[Required task] Collect every line of the rows below that contains the string "white". Case counts.

[Excerpt from a dataset]
★ ★ ★ ★ ★ ★ ★
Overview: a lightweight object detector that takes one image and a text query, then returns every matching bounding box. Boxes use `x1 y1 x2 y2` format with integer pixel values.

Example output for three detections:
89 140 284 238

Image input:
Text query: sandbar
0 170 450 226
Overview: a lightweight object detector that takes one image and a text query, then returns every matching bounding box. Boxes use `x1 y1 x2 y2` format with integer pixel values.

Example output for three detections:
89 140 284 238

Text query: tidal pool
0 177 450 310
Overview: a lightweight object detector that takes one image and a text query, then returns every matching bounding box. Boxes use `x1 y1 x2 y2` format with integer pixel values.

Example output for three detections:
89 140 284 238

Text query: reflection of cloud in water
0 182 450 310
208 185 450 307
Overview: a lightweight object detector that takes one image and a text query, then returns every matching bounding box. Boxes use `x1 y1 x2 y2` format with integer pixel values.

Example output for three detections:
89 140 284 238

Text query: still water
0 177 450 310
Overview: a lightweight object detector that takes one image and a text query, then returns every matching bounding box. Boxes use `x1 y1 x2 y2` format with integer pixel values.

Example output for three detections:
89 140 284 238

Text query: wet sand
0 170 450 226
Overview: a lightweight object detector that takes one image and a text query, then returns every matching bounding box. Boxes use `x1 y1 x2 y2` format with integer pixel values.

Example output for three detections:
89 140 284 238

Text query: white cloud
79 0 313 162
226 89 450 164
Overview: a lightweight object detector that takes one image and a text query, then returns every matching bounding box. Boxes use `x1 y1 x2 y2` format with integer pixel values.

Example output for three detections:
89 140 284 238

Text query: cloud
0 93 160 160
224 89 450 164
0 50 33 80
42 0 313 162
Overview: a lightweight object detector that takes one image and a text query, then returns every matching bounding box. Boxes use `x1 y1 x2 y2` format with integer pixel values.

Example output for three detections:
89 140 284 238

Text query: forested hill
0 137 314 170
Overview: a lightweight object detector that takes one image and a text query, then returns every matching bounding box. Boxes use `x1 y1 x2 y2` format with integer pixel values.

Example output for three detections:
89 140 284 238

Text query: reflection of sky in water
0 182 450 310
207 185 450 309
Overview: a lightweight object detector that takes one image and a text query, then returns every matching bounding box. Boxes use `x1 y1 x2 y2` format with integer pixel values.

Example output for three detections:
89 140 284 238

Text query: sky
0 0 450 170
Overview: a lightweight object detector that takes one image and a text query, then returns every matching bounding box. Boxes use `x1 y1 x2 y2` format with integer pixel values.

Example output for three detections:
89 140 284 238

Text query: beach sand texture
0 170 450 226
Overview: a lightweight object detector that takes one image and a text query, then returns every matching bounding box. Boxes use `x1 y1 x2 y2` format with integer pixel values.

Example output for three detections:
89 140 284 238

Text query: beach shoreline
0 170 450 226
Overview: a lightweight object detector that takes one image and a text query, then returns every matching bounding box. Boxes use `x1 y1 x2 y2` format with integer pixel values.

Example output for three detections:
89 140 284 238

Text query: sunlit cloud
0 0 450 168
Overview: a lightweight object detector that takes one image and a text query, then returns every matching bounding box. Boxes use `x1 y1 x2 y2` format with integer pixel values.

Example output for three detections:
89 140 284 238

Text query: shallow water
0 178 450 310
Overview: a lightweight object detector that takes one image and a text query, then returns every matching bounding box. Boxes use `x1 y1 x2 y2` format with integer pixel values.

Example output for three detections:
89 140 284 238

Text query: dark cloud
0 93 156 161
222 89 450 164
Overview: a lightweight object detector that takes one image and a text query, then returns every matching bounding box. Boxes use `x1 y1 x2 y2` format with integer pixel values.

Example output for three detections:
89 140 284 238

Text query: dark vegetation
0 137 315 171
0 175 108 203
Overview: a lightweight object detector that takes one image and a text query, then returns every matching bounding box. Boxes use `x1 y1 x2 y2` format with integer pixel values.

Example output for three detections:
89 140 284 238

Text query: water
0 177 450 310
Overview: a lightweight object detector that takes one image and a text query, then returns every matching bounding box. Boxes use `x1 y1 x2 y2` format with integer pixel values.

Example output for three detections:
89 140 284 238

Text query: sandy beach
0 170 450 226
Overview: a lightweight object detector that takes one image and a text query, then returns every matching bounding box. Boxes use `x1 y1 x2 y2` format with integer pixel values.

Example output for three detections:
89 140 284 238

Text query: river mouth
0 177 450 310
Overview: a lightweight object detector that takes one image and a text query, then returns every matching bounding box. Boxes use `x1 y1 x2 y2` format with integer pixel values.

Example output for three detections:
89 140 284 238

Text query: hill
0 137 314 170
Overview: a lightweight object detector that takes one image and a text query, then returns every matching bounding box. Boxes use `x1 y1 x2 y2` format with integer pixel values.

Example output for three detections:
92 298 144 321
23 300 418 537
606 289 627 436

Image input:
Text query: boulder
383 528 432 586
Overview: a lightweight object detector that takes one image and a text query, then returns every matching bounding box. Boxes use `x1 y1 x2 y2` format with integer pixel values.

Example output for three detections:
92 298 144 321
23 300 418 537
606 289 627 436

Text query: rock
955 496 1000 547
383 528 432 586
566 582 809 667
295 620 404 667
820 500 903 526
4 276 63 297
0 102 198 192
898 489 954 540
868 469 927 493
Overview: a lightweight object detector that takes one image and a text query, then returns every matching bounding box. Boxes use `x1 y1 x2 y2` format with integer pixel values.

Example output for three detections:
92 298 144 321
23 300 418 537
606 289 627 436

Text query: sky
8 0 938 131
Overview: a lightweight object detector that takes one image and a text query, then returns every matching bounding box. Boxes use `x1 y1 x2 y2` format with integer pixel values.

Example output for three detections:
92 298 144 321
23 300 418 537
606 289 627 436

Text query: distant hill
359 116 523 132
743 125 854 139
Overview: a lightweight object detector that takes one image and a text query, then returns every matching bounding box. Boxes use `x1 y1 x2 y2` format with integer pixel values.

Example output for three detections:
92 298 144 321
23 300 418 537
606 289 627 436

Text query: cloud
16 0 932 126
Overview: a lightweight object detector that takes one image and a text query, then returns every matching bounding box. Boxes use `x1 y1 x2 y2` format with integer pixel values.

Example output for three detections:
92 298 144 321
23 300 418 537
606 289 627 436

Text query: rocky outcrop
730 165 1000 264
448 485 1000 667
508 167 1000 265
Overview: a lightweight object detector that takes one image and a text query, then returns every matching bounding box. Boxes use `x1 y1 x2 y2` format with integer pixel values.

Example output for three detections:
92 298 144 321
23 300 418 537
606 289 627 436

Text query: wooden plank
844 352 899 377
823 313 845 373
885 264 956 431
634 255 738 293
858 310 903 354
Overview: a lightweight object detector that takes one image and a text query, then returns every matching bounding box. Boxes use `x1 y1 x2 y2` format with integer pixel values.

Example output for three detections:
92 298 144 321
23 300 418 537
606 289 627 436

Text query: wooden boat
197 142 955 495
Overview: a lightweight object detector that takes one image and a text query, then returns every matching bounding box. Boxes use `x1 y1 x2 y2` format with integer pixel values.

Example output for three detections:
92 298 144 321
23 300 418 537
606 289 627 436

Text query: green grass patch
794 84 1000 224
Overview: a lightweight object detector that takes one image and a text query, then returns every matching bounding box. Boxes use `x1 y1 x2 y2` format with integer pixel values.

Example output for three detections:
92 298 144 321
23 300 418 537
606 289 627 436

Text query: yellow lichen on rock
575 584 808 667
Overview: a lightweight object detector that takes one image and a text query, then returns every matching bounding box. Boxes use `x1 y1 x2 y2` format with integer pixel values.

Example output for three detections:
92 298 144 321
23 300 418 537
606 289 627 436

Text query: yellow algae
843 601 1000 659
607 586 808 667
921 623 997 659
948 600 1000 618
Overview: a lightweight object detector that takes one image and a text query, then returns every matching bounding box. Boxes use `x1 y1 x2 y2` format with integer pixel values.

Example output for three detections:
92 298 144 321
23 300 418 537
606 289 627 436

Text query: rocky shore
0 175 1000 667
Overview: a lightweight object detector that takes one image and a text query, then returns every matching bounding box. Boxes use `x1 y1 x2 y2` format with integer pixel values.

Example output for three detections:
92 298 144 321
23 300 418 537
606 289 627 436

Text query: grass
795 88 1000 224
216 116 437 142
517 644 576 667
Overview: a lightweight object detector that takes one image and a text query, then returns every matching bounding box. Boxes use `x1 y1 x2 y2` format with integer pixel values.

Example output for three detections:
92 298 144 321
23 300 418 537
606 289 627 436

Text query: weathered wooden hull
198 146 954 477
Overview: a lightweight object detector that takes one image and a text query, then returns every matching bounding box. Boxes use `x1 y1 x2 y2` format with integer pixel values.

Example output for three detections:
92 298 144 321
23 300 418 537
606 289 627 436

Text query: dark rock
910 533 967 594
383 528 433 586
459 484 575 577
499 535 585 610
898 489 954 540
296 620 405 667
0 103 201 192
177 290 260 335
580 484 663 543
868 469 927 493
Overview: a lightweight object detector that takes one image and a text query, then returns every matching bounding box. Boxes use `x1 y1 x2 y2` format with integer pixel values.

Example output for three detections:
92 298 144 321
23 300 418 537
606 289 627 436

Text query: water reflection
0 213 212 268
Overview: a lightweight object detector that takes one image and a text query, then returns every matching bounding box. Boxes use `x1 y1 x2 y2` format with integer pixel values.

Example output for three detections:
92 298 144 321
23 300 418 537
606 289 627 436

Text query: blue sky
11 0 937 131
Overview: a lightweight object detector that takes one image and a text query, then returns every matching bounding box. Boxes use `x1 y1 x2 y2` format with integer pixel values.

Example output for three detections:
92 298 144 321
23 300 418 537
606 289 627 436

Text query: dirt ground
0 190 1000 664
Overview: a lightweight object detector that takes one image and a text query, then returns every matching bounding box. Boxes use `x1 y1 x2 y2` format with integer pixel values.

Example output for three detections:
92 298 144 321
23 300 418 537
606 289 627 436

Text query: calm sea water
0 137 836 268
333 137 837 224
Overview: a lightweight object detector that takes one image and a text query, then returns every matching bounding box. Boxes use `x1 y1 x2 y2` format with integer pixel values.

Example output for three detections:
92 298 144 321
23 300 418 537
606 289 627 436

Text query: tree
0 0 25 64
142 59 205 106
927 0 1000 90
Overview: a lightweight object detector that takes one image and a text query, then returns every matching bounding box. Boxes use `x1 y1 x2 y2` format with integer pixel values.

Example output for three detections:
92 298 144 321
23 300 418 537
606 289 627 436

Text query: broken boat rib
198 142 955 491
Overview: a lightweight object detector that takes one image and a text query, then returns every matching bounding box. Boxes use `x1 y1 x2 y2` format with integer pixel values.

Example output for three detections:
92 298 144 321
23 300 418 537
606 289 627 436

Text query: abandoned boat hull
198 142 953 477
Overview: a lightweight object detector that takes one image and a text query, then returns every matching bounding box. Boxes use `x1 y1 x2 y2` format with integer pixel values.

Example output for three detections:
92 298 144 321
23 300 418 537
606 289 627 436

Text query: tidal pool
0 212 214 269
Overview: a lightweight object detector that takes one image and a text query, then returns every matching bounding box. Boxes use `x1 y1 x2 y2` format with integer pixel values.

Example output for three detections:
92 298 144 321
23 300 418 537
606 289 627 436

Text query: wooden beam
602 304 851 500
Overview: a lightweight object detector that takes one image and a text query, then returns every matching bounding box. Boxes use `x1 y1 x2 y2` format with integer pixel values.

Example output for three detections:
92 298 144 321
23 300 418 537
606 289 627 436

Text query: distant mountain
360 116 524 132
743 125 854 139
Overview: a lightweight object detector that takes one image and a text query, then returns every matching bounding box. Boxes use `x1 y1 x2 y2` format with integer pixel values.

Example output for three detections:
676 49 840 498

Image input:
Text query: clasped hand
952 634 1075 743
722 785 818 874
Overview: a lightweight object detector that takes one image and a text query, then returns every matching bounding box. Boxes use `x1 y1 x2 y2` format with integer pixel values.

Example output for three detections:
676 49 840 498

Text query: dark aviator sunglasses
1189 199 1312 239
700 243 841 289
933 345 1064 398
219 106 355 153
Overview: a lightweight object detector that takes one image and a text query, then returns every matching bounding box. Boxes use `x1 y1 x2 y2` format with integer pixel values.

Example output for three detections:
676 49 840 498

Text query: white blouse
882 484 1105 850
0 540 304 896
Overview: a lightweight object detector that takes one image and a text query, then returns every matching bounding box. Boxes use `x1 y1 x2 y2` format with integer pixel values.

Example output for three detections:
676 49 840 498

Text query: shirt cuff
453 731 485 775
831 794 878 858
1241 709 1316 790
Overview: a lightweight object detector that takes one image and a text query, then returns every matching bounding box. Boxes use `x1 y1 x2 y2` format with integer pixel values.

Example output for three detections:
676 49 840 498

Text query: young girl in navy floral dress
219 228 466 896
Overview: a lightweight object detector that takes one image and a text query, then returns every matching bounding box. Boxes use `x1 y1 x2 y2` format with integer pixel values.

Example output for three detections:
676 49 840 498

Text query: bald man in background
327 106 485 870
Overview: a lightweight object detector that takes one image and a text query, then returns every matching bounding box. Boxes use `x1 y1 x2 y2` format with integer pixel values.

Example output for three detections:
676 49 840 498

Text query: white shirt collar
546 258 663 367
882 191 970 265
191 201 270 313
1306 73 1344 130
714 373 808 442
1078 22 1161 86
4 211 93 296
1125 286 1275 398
★ ★ ★ ★ ★ ★ ★
[Exercise answer]
Text query: white cloud
Text query: white blouse
Text query: white shirt collar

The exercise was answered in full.